* **Location labeling listing**:
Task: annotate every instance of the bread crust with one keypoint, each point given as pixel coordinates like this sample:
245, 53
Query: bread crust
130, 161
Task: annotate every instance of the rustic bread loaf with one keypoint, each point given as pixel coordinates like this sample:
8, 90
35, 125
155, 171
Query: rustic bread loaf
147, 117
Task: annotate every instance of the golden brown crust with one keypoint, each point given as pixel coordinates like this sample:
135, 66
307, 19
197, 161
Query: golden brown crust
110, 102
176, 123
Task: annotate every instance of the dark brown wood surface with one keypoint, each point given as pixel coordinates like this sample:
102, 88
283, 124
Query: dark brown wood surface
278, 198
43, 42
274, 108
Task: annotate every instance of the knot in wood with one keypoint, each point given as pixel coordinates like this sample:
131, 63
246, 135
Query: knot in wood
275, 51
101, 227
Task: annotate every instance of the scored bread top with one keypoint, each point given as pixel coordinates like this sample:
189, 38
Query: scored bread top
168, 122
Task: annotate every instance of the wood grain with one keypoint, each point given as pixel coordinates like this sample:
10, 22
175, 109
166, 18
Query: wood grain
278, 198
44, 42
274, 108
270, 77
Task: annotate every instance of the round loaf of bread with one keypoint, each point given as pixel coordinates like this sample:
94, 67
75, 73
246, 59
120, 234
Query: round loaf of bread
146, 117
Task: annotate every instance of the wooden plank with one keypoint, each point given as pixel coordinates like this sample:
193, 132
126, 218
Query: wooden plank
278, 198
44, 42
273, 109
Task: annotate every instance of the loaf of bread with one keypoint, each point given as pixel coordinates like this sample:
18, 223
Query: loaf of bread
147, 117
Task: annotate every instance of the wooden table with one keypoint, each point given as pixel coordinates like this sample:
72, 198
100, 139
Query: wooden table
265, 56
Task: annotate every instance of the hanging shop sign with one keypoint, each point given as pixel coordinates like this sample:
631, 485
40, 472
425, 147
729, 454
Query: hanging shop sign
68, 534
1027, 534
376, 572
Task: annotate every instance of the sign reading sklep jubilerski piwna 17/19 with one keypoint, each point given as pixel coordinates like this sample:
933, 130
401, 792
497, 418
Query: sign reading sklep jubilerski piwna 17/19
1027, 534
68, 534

* **TASK BRIEF**: Copy out the entire location labeling listing above, line for line, with no changes.

* **TASK SOLUTION**:
Task: annotate every instance of the bread crust with one keypoint, each point given as pixel coordinates like this sample:
245, 53
Query: bread crust
130, 161
Task: annotate every instance of the rustic bread loaf with one keypoint, each point given as pixel coordinates like this sample:
8, 90
35, 125
155, 171
Query: rustic bread loaf
147, 117
Task: annotate every instance of the golden brown crust with one keypoint, each point given as pixel coordinates like this sample:
135, 66
307, 19
197, 161
Query: golden brown crust
110, 102
176, 123
Task: annotate every instance of the dark brown wood surface with one keypoint, each point given as pixel coordinates like this sample:
102, 88
283, 124
Query: dark brown wood surface
278, 198
43, 42
274, 108
Task: annotate every instance of the knot in wood with one keypoint, each point given as pixel coordinates like this sample:
131, 63
246, 135
Query: knot in wood
275, 51
101, 227
Task: annotate every instance of the scored bread top with one keypoint, each point given as pixel coordinates like this sample:
189, 38
Query: scored bread top
168, 122
Task: annotate every instance of the wood grain with one keypoint, each point given as pixel coordinates like this sample:
10, 22
175, 109
166, 18
Query: wood grain
278, 198
44, 42
274, 108
270, 77
Task: annotate every instance of the round loaf of bread with one keypoint, each point given as pixel coordinates like this sample:
94, 67
75, 73
246, 59
120, 234
Query: round loaf of bread
146, 117
Task: annotate every instance of the wooden plank with one keypoint, each point given as pixel coordinates like this sample:
193, 132
126, 218
Query: wooden plank
278, 198
44, 42
273, 109
Task: annotate every instance of the loaf of bread with one keypoint, each point given as pixel coordinates like this sample:
18, 223
Query: loaf of bread
147, 117
Task: annotate every instance of the wooden table with one keypoint, each point given as pixel coordinates like this sample:
72, 198
100, 139
Query: wooden table
265, 56
Task: annotate every instance of the hanging shop sign with one keypoint, each point given as pixel coordinates like this sample:
631, 485
40, 472
425, 147
729, 454
Query: hanging shop sign
68, 534
1027, 534
376, 572
Task: annotate every instance of the sign reading sklep jubilerski piwna 17/19 with one keypoint, each point given as pixel coordinates like this sample:
933, 130
401, 792
497, 418
Query: sign reading sklep jubilerski piwna 17/19
1027, 534
68, 534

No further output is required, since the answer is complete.